### Available data
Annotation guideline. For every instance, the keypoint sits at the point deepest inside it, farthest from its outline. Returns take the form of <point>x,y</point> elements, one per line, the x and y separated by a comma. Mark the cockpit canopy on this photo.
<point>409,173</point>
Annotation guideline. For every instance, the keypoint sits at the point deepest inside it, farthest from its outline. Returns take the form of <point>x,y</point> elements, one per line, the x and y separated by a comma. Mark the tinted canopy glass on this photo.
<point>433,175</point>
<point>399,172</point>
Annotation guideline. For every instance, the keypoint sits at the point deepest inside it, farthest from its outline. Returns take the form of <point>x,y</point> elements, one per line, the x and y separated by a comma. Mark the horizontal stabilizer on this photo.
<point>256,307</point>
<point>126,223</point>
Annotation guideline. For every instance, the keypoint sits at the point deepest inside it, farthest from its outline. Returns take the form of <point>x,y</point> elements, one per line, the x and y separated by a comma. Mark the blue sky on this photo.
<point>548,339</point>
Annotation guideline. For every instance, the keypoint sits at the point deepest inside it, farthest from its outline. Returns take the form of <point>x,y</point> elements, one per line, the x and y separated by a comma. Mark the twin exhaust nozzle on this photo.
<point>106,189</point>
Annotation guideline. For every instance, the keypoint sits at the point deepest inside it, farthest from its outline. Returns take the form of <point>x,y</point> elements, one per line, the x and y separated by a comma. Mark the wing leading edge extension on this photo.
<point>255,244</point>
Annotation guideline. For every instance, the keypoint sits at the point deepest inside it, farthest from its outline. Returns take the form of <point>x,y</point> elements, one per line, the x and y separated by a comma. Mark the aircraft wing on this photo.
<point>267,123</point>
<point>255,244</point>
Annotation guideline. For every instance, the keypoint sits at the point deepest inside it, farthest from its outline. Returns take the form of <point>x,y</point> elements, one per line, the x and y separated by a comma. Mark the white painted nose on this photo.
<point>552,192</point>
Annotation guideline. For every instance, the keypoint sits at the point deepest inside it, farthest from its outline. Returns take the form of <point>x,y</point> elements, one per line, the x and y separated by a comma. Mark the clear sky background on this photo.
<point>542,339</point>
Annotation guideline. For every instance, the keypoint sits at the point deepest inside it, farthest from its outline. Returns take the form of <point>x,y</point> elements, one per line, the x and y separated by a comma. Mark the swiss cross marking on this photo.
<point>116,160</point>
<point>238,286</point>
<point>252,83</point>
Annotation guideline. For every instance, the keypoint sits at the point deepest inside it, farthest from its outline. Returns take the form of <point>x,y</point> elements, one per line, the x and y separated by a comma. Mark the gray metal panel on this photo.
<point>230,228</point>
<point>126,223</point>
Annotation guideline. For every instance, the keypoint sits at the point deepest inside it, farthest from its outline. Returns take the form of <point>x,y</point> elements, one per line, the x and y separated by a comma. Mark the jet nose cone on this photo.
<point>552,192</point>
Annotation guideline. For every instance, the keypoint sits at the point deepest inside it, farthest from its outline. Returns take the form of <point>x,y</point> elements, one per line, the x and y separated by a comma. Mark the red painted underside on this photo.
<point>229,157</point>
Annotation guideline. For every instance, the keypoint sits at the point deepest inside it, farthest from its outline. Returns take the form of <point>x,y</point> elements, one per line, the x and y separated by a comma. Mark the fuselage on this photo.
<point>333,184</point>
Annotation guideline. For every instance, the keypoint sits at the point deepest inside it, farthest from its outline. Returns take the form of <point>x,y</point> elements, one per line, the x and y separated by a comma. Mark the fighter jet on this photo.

### Task statement
Would you print all of the material above exactly as written?

### Expected output
Annotation guideline. For every instance, the keypoint sits at the point deepest inside it, farthest from its outline. Returns take the form of <point>x,y</point> elements, one per line, the x and y separated by a comma. Mark the cockpit canopy on this photo.
<point>409,173</point>
Annotation guideline. For every instance, the keypoint sits at the point deepest inside it, farthest from its outline. Returns take the form of <point>x,y</point> elements, one per line, the x and y separated by a comma. Mark the tinted canopy glass on this photo.
<point>433,175</point>
<point>399,172</point>
Annotation guideline. For every instance, the keypoint sits at the point deepest inside it, farthest from its outline. Returns take the form of <point>x,y</point> elements, one per line, the x and y separated by a comma. Mark the horizontal stabilizer on this photo.
<point>256,307</point>
<point>126,223</point>
Annotation guideline. For every instance, the keypoint sits at the point deepest inside it, farthest from its outline. Returns take the form of <point>x,y</point> elements, one per line, the x and y separated by a comma. Mark the blue sky on this photo.
<point>548,339</point>
Annotation guideline. For every instance, the keypoint sits at the point deepest inside it, farthest from its outline. Returns take the form of <point>x,y</point> elements, one per line, the x and y separated by a comma. Mark the twin exhaust nozzle on this photo.
<point>106,189</point>
Annotation guideline. For every instance, the keypoint sits at the point deepest inside it, farthest from its outline. Returns take the form of <point>x,y</point> elements, one per line, the x and y separated by a comma. Mark the wing leading edge extension on this photo.
<point>255,244</point>
Annotation guideline. For every instance, the keypoint sits at the point deepest inside it, farthest from its outline. Returns take the form of <point>x,y</point> elements, one per line, the x and y separated by a comma. Mark the aircraft wing on this photo.
<point>267,123</point>
<point>255,244</point>
Annotation guideline. For every instance, the keypoint sits at the point deepest inside it, farthest from its outline. Returns take the form of <point>x,y</point> elements, one per line, the x and y separated by a comma. Mark the white painted nose on this photo.
<point>552,192</point>
Annotation guideline. For every instance, the keypoint sits at the point deepest inside it, farthest from its outline. Returns take the form of <point>x,y</point> elements, one per line, the x and y separated by a comma. Mark the clear sky background on this photo.
<point>542,339</point>
Annotation guideline. For every instance, the keypoint sits at the point deepest inside it, farthest from its outline. Returns take the form of <point>x,y</point> elements, one per line, the x and y separated by a comma. Mark the swiss cross marking on this photo.
<point>116,160</point>
<point>238,286</point>
<point>252,83</point>
Annotation guideline. For every instance, the keypoint sits at the point deepest inside it, farthest from its outline. Returns take the form of <point>x,y</point> elements, one per line, the x and y separated by a comma. Mark the gray metal panel on this photo.
<point>230,228</point>
<point>126,223</point>
Annotation guideline. For every instance, the keypoint sits at the point deepest inside it, farthest from its outline. Returns take the form of <point>x,y</point> elements, one per line, the x and y separated by a comma. Mark the jet nose cone on this photo.
<point>552,192</point>
Annotation guideline. For every instance, the keypoint sits at the point deepest inside it, farthest from its outline. Returns take the form of <point>x,y</point> elements, one per line, the x and y separated by a comma. Mark the red painted underside on this photo.
<point>229,157</point>
Annotation guideline. For every instance, the keypoint sits at the point deepest inside it, farthest from its outline. Returns take the form of <point>x,y</point> elements, one per line, the x and y separated by a comma. Mark the fuselage on this photo.
<point>333,184</point>
Annotation guideline. For every instance, the keypoint sits at the point deepest inside it, farthest from its outline. Returns take the form of <point>x,y</point> elements, one per line, the x and y separated by a comma. Mark the fighter jet on this photo.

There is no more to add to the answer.